• [Passage cité]
◇ ◇ ◇
Et depuis cette entrevue, depuis ma séance « féministe enragée mais responsable » - donnez-moi la patience et l’indifférence d’un homme politique face aux injustices - avec lui, depuis que je lui ai confié mon récit, je n’ai plus aucune nouvelle. Silence radio, silence gêné, sûrement. Il faut croire que certains sujets sont plus difficiles à assimiler que d’autres. À moins que seul ce fâcheux petit soupçon de conflit d’intérêt ne le tracasse. Parce que ça, c’est un sujet sérieux…dans le sens où ça, ça la fout mal. Pour lui. Alors que des accusations de violences à l’encontre d’un conseiller de l’équipe, de la part d’une femme un peu fragile (pensez donc, une parisienne dépressive pour si peu), bof, c’est pas si grave, c’est si banal. Et c’est vrai. C’est bien ça le problème.
Alors je continue d’écrire, et peut-être bien que c’est ici que je le ferai, désormais. Dans l’espoir que tous nos récits cumulés finissent par percer la carapace du déni des maires, des élus, des hommes et femmes de nos vies, partout….
◇ ◇ ◇
• [Données présentées]

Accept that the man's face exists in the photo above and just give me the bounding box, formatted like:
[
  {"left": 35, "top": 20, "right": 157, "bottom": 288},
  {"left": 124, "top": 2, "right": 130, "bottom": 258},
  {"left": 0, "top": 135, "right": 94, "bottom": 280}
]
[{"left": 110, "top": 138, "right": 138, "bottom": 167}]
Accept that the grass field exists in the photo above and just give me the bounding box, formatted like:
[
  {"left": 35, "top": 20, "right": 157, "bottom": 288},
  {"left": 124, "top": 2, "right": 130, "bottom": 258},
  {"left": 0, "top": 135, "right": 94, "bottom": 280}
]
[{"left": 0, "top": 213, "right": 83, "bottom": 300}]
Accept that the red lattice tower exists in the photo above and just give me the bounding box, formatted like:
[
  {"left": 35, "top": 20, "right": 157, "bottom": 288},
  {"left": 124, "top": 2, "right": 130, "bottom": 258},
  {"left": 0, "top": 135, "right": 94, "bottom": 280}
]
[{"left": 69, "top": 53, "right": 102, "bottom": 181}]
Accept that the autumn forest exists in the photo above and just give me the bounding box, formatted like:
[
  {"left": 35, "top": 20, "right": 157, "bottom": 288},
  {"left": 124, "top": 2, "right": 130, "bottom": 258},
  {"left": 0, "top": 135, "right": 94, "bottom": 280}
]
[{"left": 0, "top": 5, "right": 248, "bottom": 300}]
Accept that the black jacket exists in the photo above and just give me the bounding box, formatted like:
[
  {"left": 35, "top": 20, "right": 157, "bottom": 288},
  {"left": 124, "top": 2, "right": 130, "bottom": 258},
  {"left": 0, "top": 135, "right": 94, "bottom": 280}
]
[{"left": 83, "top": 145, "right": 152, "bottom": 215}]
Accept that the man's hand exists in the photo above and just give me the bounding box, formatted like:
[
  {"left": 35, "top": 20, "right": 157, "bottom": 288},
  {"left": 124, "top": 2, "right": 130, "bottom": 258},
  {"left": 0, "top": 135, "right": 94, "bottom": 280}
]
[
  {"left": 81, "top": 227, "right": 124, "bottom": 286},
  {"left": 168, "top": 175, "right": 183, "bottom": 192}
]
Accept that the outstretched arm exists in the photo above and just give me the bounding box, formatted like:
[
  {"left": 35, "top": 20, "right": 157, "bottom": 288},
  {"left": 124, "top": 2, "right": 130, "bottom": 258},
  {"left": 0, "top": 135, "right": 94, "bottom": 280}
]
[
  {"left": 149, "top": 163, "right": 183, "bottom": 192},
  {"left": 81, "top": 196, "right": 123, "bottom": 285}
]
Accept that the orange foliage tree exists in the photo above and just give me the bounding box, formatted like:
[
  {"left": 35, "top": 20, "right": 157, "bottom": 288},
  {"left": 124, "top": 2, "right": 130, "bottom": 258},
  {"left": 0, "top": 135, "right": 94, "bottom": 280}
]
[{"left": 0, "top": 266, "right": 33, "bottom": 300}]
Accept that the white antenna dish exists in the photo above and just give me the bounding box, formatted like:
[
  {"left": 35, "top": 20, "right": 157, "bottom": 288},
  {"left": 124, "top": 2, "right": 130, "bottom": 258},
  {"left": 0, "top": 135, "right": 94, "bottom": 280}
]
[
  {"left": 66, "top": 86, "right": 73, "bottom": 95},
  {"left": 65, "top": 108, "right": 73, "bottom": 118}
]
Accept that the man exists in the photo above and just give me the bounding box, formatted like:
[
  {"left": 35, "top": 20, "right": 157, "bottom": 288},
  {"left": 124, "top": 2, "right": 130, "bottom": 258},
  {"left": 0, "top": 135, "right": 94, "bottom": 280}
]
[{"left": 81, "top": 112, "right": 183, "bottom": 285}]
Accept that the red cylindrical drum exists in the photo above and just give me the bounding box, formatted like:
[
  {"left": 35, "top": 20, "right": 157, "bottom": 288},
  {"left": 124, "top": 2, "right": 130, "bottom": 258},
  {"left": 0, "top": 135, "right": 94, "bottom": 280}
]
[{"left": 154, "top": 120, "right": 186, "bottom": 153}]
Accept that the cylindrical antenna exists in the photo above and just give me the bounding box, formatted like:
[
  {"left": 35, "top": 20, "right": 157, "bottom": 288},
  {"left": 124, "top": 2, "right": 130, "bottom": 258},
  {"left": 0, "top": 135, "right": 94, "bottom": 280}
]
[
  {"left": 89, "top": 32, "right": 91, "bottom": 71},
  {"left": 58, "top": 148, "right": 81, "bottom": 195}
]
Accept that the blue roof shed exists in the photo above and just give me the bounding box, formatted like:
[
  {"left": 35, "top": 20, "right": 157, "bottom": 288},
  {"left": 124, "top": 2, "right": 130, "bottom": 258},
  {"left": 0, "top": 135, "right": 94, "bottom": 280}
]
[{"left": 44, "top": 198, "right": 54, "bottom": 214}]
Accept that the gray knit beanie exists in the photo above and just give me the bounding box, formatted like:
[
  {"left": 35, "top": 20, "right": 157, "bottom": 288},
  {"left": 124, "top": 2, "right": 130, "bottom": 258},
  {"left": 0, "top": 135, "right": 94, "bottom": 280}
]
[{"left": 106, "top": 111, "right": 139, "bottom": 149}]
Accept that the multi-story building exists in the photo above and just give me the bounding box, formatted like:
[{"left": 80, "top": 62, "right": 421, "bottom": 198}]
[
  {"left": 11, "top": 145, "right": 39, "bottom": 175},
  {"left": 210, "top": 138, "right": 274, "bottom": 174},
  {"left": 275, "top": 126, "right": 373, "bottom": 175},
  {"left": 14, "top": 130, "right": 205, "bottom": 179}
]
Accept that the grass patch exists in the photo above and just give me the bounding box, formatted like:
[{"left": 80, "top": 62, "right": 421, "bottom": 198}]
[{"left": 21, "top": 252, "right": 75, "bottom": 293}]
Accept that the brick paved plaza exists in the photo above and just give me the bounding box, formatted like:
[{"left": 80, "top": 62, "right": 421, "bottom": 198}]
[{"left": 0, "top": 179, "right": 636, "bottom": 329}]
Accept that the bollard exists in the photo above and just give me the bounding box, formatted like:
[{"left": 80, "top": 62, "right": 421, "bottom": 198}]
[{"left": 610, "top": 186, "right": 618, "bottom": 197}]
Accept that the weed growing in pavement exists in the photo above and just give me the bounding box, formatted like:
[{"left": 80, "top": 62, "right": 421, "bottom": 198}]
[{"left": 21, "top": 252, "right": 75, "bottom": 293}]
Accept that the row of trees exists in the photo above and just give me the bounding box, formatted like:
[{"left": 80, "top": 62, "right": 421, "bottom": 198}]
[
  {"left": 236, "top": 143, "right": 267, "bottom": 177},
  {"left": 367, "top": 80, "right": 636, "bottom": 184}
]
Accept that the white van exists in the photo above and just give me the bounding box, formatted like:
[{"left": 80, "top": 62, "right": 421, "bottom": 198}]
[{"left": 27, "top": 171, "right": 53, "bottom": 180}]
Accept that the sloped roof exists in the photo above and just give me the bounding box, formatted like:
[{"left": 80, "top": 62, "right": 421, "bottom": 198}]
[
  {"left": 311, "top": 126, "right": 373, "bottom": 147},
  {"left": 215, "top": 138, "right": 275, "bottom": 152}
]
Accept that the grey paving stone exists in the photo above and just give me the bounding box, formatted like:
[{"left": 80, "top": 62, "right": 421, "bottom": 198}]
◇ ◇ ◇
• [Consignes de la tâche]
Répondez brièvement aux questions suivantes portant sur le passage cité :
1. Depuis quel moment le passage cité indique-t-il qu'il n'y a plus aucune nouvelle ?
2. Contre qui les accusations de violences mentionnées sont-elles portées ?
3. Dans quel espoir l'écriture se poursuit-elle ?
Les entrées ci-dessus n'ont aucun lien avec le passage cité.

• [Réponse à la tâche]
1. Depuis l'entrevue, lorsque le récit lui a été confié.
2. Contre un conseiller de l'équipe.
3. Dans l'espoir que tous les récits cumulés finissent par percer la carapace du déni des maires, des élus, des hommes et femmes de nos vies, partout.